━━━ Records for this task ━━━

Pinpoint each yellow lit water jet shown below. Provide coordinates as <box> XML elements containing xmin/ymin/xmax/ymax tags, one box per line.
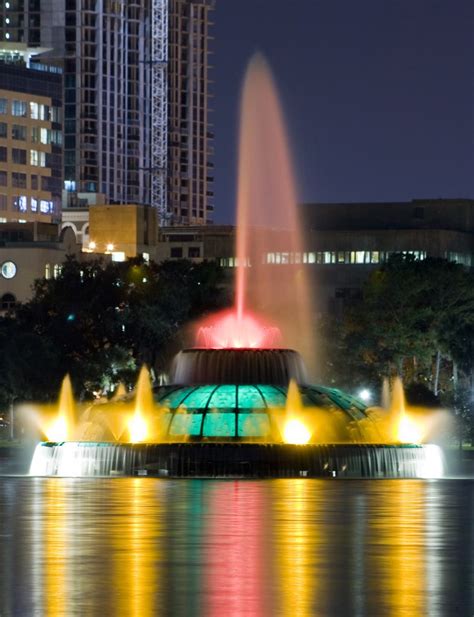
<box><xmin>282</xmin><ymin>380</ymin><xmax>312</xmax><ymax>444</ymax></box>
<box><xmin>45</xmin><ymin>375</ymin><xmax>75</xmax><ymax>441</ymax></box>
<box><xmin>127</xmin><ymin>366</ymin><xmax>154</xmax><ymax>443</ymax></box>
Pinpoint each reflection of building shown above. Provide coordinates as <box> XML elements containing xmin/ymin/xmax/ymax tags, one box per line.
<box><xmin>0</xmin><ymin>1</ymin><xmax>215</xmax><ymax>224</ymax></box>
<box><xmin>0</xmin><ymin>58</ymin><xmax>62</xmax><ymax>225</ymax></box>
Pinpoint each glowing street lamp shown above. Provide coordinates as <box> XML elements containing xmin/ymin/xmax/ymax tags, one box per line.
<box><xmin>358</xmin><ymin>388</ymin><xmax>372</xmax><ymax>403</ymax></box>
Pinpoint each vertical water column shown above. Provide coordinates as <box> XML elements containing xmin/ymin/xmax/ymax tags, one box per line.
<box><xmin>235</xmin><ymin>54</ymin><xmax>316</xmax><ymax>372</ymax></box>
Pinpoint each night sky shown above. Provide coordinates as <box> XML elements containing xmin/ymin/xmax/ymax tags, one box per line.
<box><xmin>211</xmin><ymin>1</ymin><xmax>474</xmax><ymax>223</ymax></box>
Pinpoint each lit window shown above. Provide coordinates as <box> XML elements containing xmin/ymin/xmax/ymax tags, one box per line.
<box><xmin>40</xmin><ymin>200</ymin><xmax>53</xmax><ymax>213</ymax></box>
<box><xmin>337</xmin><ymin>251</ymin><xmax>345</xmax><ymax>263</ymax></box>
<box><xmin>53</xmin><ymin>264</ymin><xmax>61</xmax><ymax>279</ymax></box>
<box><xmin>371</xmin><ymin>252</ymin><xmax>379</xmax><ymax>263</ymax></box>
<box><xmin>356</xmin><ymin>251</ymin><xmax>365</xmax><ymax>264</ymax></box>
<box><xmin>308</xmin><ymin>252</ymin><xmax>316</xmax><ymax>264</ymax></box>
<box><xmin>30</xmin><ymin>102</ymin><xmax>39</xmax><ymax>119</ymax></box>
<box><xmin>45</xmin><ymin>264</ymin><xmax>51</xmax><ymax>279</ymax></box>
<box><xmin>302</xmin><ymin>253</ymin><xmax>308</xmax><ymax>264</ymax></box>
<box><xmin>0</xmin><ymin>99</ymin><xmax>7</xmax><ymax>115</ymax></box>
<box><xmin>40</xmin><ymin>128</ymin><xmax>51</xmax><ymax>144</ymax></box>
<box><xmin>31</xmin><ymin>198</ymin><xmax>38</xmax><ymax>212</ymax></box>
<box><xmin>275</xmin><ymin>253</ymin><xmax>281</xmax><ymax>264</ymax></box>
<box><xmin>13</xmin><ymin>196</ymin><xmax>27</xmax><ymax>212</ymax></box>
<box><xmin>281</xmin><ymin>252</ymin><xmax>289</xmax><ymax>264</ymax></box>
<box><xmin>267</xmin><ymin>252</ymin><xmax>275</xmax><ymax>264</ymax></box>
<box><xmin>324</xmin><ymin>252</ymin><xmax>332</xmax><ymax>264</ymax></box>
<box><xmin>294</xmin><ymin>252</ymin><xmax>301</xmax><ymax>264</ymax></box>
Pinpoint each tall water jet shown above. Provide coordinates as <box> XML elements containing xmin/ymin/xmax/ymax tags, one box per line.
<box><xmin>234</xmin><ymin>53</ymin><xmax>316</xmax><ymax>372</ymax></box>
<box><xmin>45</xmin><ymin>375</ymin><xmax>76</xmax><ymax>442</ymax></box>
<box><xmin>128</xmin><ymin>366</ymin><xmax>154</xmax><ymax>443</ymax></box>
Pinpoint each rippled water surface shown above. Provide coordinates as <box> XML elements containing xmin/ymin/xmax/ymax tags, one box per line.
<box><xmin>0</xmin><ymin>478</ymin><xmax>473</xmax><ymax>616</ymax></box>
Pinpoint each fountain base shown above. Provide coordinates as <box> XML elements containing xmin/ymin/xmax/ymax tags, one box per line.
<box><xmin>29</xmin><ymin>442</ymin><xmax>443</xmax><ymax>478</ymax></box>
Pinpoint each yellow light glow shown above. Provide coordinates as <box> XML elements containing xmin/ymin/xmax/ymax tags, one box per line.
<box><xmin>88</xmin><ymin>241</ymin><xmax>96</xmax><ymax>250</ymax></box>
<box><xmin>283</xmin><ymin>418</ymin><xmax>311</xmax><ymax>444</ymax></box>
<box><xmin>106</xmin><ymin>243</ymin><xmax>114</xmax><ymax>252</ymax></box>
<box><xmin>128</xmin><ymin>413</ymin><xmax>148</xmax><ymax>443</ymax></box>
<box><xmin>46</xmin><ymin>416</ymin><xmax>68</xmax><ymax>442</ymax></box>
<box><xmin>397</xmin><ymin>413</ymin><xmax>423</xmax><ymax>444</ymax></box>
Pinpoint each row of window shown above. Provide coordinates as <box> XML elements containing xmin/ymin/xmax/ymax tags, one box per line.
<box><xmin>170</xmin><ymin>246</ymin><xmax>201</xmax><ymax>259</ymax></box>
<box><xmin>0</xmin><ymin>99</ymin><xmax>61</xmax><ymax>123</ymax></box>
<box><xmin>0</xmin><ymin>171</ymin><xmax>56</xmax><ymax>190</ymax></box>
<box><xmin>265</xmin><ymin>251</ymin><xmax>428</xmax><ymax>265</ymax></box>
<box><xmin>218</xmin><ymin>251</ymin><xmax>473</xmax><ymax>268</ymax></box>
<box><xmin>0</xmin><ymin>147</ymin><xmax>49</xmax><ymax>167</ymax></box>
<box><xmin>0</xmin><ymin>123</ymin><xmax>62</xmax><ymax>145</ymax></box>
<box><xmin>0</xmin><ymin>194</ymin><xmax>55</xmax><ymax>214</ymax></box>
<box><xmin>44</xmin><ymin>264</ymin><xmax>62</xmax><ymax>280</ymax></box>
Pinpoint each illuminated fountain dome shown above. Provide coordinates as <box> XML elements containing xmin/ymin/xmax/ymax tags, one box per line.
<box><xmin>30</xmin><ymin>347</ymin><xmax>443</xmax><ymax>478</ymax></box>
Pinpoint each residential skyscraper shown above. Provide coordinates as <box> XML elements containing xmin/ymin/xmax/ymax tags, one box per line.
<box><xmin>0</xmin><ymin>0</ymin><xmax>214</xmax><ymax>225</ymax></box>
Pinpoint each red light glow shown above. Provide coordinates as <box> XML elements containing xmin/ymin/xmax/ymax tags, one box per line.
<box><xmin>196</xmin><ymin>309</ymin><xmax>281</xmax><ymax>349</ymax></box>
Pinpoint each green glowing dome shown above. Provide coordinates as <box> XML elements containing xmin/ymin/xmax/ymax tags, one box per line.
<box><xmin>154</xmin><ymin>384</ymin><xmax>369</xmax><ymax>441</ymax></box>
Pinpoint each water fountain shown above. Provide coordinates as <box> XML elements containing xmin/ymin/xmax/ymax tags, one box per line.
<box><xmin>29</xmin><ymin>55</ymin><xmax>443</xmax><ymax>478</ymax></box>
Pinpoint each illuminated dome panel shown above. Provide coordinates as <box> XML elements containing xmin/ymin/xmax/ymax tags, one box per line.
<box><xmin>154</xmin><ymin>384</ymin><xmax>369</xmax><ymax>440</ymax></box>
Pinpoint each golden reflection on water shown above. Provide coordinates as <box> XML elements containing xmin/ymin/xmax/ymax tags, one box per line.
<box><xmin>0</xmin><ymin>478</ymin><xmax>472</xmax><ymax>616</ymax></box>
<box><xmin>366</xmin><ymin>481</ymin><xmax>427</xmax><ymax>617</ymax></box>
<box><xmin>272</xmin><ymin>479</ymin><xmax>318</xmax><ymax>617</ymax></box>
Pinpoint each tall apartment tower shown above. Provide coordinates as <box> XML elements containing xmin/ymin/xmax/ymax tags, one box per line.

━━━

▶ Problem
Respond with the exact lines running from the one that contains "Pinpoint each residential" through the last line of the data above, and no other lines.

▶ Expected output
Pinpoint each residential skyscraper shown above. Provide coordinates as <box> XML elements containing xmin/ymin/xmax/ymax tags, one box per line.
<box><xmin>0</xmin><ymin>0</ymin><xmax>214</xmax><ymax>225</ymax></box>
Pinpoint each red light glow shown above. Provide coordinates as <box> XML elements containing xmin/ymin/xmax/ymax tags, one box per line.
<box><xmin>196</xmin><ymin>309</ymin><xmax>281</xmax><ymax>349</ymax></box>
Pinpoint each green glowing dome shown above. Provide coordinates as <box> XML elements containing xmin/ymin/xmax/ymax tags, one box per line.
<box><xmin>154</xmin><ymin>384</ymin><xmax>369</xmax><ymax>441</ymax></box>
Pinpoint each water fountain shown above. Provide coordinates as <box> XML elements containing xmin/ymin/xmax/ymax tags, one box per line.
<box><xmin>29</xmin><ymin>55</ymin><xmax>443</xmax><ymax>478</ymax></box>
Pinpoint each illuminated dome panel shown above. Provide coordinates as <box> XML elements containing xmin/ymin/xmax/ymax tags, one box per line.
<box><xmin>154</xmin><ymin>384</ymin><xmax>369</xmax><ymax>440</ymax></box>
Pinpoint each golden reflection on water shown above. Provide coordinates as <box> XML elements containing xmin/ymin/xmax/ymax tags, one box per line.
<box><xmin>0</xmin><ymin>478</ymin><xmax>472</xmax><ymax>616</ymax></box>
<box><xmin>366</xmin><ymin>481</ymin><xmax>427</xmax><ymax>617</ymax></box>
<box><xmin>272</xmin><ymin>479</ymin><xmax>318</xmax><ymax>617</ymax></box>
Pinpoint each tall apartment tower shown above. Provide coordinates as <box> XML elements containing xmin/ymin/xmax/ymax tags, one box per line.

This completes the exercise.